■ Given exercise
Update the records below by replacing every instance of "Verify" with "Confirm" and leaving all other text unchanged.

■ Records provided
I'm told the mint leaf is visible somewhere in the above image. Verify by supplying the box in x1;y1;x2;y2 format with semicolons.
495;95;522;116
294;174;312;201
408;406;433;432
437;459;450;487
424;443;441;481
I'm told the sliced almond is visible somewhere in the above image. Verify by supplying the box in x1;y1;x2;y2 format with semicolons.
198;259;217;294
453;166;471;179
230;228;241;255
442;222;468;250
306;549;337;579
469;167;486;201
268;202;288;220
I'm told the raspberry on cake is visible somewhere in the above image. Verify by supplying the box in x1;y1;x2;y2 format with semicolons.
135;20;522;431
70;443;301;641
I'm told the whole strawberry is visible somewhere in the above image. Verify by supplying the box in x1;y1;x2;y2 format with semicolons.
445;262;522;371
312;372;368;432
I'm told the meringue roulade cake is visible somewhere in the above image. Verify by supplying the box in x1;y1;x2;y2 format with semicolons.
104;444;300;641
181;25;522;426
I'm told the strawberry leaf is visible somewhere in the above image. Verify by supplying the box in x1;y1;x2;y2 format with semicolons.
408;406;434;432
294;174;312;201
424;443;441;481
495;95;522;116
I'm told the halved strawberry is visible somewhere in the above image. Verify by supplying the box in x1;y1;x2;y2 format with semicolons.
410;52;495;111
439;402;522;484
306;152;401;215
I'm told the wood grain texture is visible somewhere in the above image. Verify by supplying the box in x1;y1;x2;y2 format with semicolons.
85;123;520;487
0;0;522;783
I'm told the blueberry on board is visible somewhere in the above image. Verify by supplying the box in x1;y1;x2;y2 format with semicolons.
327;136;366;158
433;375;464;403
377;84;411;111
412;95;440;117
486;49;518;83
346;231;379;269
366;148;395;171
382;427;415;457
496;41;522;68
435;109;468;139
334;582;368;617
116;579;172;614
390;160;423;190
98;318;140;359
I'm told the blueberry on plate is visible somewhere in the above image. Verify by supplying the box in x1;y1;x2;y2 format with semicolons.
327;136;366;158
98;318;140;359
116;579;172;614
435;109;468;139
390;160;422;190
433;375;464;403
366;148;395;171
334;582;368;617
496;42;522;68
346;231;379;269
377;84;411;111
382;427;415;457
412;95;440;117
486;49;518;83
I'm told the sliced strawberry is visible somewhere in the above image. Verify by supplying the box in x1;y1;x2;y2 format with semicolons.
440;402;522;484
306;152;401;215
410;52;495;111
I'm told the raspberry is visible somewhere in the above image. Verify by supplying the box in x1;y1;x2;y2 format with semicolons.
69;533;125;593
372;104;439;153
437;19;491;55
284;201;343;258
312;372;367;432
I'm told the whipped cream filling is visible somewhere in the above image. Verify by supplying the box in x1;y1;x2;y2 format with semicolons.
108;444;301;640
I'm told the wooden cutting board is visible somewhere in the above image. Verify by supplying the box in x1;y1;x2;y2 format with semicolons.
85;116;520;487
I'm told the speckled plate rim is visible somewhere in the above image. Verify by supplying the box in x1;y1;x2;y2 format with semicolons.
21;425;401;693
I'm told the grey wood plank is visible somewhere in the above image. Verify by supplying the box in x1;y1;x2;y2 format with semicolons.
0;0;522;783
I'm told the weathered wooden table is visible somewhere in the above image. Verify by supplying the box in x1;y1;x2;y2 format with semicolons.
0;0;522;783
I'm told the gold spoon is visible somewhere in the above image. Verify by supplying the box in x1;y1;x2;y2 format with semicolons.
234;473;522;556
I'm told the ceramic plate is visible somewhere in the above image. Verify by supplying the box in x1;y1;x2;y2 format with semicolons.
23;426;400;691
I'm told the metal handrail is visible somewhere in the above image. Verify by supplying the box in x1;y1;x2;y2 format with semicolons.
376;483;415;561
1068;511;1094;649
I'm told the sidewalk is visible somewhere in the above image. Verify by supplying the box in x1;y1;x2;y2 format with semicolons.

■ Expected output
I'm told the mint leaf is visible somewhere in the above image. Confirm by supplying the box in x1;y1;x2;y2 format with semicolons.
495;95;522;116
294;174;312;201
408;406;433;432
437;459;450;487
424;443;441;481
I'm told the sliced almond is visible somewhere in the above image. Confirm by supplying the box in x1;y1;x2;y2 format with semicolons.
198;259;217;294
453;166;471;179
230;228;241;255
442;222;468;250
306;549;337;579
469;167;486;201
268;202;288;220
I'm told the raspberry on cake is visible somewhere in the above image. Confirm by supplying the box in x1;y1;x2;y2 format with semicolons.
135;20;522;431
70;443;301;641
I'm told the whole strawberry is visible somewhere in the above image. Confirm by supplying the box in x1;y1;x2;y2 format with semicolons.
445;262;522;371
312;372;368;432
I'm told the meringue roulade cake is visible somewhere in the above image. Confirm by supplying the box in x1;y1;x2;y2 format with semicolons.
104;444;300;641
181;25;522;426
I'm told the strawberry leaf is visible somewhere in the above image. Confirm by supplying the box in x1;y1;x2;y2 format with semicolons.
408;406;434;432
294;174;312;201
424;443;441;481
495;95;522;116
I'm told the halved strawberry is visible somewhere in the above image. Confirm by supplying the box in x1;y1;x2;y2 format with semicolons.
410;52;495;111
439;402;522;484
306;152;401;215
I'm told the wood grain texture is visible somewhere in the above image. Confirm by supplying the box in x1;y1;x2;y2 format with semicolons.
85;123;520;487
0;0;522;783
I'm told the blueberry on board is visible somewhere in the above image. Confirm by supplying the box in x1;y1;x2;y2 format with semicolons.
327;136;366;158
433;375;464;403
377;84;411;111
412;95;440;117
486;49;518;83
346;231;379;269
366;148;395;171
382;427;415;457
496;41;522;68
435;109;468;139
334;582;368;617
116;579;172;614
390;160;423;190
98;318;140;359
I'm told the blueberry on plate is visible somewhere in the above image. Confirm by supplying the box in x1;y1;x2;y2 format with semicolons.
327;136;366;158
98;318;140;359
116;579;172;614
435;109;468;139
390;160;422;190
433;375;464;403
366;148;395;171
334;582;368;617
496;42;522;68
346;231;379;269
377;84;411;111
382;427;415;457
412;95;440;117
486;49;518;83
I'm told the sliced strawberry is visible somewhere in the above image. Confirm by supplying the box in x1;y1;x2;y2 format with semicolons.
440;402;522;484
306;152;401;215
410;52;495;111
I'm told the raspberry is visible somewhere in the above image. Confirm by supplying the box in x1;y1;x2;y2 format with semicolons.
69;533;125;593
372;104;439;153
437;19;491;55
284;201;343;258
312;372;367;432
I'm told the whipped cream filling is visible somewhere in the above image. Confirm by supplying the box in x1;y1;x2;y2 format with semicolons.
108;444;301;640
I'm told the wooden cutting board is visible somewhere in the above image. Confirm by supplying the box in x1;y1;x2;y2 format with semicolons.
85;116;520;487
I'm told the speckled plate rim is visible somewhere in the above image. Confirm by supplying the box in x1;y1;x2;y2 format with semicolons.
21;425;401;693
I'm told the grey wood plank is visible somewhere in the above image. Confirm by supplying the box in x1;y1;x2;y2 format with semicolons.
0;0;522;783
I'm told the weathered wooden table is visible somewhere in the above image. Confirm by supplying the box in x1;y1;x2;y2 format with semicolons.
0;0;522;783
I'm told the gold spoon is visible somewhere in the above image. Confirm by supplying the box in x1;y1;x2;y2 format with semicolons.
234;473;522;556
I'm told the ceramic plate is visible somewhere in the above image. Confirm by supplying the box in x1;y1;x2;y2 format with semicolons.
23;426;400;691
I'm told the metal handrail is visible somewhere in the above image. Confirm by supplying the box in x1;y1;x2;y2 format with semicolons.
376;483;415;561
1068;511;1094;649
I'm told the sidewalk is visible somewhere in the above image. Confirm by supplying the box in x1;y1;x2;y2 format with semicolons.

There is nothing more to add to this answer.